__Stated task__: Without omitting anything, retype the data that follows.

========================================

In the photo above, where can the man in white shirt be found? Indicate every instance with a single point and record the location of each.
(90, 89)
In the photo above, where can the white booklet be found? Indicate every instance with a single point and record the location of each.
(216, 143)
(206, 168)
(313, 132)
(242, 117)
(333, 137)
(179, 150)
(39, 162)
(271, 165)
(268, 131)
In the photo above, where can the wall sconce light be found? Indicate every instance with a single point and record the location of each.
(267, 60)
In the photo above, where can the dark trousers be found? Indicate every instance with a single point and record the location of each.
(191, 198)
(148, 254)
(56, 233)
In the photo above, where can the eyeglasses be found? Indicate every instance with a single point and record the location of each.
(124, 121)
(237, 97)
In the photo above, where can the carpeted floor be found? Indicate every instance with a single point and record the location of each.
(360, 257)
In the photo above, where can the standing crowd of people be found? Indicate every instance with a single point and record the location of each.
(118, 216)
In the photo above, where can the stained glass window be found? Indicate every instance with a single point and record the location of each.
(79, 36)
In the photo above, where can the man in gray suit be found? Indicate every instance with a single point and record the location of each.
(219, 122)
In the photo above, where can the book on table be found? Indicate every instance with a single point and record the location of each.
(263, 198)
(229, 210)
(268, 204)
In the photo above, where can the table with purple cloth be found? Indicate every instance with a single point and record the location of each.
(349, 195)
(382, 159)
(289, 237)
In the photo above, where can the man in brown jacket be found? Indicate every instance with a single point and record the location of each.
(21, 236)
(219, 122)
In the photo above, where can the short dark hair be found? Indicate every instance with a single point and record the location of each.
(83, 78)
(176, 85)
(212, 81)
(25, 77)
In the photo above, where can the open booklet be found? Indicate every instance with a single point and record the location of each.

========================================

__Completed exercise__:
In the photo above, where can the man in white shirt be found? Indicate every instance with a single point and record the location of each.
(90, 89)
In the photo above, where can the white booklet be found? Indicate every instance with a single point and record the location of each.
(216, 143)
(206, 168)
(313, 132)
(242, 117)
(333, 137)
(179, 150)
(39, 162)
(271, 165)
(268, 131)
In the photo above, where can the wall sconce light be found? Indicate every instance with a single point and record the location of each.
(267, 60)
In the photo above, where can the dark trousers be found? Indicate every instance with a single point and record the location of each.
(191, 198)
(148, 254)
(56, 233)
In the photo above, where can the eyeglasses be found? Indicate every instance with a single point and record the location of each.
(124, 121)
(237, 97)
In the photo above, where can the carpeted floor be found? Indicate every instance with a single point and record the location of each.
(360, 257)
In the photo above, where can the standing crowd of people be found? Indicate every instance with a single point and record the location of each.
(118, 216)
In the photo above, where can the stained glass window be found? Indicate every instance with a single point and record the location of each.
(79, 36)
In the photo above, where can the man in gray suit be found? Indicate every instance with a single point and record the location of each.
(219, 122)
In the photo above, where can the book on table be found? Indicate every instance with a single point and record the location of each.
(263, 198)
(229, 210)
(268, 204)
In the photo above, where can the table with purple cloth be found? Indicate every instance with a single point and record the location of each.
(349, 195)
(382, 159)
(289, 237)
In the photo above, where can the man in brown jacket be found? Indicate every instance with a single point and record the location of each.
(21, 236)
(219, 122)
In the photo above, where can the short dark hair be found? Indicate every instance with a single point and record the location of each.
(83, 78)
(176, 85)
(212, 81)
(25, 77)
In the photo above, where can the open booklet be found? Indicate every instance with a single point and record the location of each.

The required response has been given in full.